Reproduce every line from the first one through the line with "(1196, 781)", including the requests. Offset each coordinate in the answers by adding 16 to both of its numbers.

---- Provided entries

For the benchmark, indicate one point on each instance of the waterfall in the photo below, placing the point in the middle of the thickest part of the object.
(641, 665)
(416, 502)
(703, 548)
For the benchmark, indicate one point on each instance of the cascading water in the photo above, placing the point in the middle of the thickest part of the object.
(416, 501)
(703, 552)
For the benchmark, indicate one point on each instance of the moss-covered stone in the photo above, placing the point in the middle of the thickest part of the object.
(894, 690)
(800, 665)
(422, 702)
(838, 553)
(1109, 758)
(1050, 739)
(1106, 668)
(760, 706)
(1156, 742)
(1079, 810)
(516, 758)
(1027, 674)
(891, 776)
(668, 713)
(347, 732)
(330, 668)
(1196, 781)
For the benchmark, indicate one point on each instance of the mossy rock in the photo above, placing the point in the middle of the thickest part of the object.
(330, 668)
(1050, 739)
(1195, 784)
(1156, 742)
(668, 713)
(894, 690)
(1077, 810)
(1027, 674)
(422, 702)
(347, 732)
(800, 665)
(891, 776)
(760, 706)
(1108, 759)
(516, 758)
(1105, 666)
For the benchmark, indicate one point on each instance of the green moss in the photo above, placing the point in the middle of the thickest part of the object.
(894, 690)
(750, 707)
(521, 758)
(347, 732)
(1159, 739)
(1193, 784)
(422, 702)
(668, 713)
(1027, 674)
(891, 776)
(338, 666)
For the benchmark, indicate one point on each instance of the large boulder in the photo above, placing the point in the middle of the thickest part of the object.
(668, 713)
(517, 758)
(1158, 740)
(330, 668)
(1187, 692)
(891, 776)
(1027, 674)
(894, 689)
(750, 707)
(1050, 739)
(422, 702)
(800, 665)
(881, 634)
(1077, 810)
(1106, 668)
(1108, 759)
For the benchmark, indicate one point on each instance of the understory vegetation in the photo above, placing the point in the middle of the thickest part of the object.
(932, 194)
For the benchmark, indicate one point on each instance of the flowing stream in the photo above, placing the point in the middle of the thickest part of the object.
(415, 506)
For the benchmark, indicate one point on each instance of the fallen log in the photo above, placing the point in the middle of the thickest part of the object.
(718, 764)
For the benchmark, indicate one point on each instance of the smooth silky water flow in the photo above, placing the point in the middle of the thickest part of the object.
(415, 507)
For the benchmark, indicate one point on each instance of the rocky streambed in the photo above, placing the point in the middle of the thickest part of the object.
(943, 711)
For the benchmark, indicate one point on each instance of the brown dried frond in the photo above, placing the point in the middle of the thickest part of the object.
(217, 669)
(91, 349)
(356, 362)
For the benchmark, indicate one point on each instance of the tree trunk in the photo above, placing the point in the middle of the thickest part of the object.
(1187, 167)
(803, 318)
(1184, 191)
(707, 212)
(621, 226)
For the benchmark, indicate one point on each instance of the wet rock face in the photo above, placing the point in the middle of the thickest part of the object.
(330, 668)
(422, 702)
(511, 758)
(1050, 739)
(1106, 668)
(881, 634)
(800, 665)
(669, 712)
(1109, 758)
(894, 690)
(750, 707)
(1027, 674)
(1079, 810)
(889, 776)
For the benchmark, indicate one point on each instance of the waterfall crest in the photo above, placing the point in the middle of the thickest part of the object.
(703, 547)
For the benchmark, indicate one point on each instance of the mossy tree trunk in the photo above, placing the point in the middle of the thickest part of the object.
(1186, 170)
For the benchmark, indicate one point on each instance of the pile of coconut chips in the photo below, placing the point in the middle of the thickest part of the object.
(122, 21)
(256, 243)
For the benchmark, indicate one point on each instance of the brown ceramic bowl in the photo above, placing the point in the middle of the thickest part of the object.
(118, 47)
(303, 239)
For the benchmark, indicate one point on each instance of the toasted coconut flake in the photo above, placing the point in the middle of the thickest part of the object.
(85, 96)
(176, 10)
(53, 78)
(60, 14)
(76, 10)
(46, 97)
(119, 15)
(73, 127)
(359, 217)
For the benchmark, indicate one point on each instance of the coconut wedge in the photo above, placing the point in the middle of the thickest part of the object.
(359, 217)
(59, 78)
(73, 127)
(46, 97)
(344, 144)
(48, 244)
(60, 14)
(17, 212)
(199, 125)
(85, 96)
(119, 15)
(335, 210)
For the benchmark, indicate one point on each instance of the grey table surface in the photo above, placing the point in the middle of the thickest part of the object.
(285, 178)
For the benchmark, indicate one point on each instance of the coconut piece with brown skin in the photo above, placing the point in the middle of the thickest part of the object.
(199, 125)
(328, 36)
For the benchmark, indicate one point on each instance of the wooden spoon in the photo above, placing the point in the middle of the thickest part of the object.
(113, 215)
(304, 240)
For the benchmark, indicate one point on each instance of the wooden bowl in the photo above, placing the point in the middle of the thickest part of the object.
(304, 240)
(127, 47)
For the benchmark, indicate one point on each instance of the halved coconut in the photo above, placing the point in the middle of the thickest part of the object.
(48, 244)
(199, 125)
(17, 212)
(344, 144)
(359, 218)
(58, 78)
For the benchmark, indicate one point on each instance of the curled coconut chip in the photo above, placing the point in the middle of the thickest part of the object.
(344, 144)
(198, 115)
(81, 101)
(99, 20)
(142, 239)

--------

▶ Written answer:
For the benchmark, indicate one point on each instance of the waterfall in the photo below, placing the point in the middle of the thickest part of the object.
(657, 681)
(432, 518)
(719, 564)
For the benchmark, indicate one point on each instance of the cascading water in the photo above, placing the point in the middle of the thickest part of the object.
(432, 517)
(719, 568)
For the benchmark, indicate one point on each instance of the moss-covered stone in the photo above, placing the point in the middle of the thickest part of the object.
(910, 706)
(816, 681)
(438, 718)
(854, 569)
(1125, 774)
(1066, 755)
(1122, 684)
(776, 722)
(1172, 758)
(1095, 826)
(532, 774)
(1043, 690)
(907, 792)
(684, 729)
(363, 748)
(346, 684)
(1212, 797)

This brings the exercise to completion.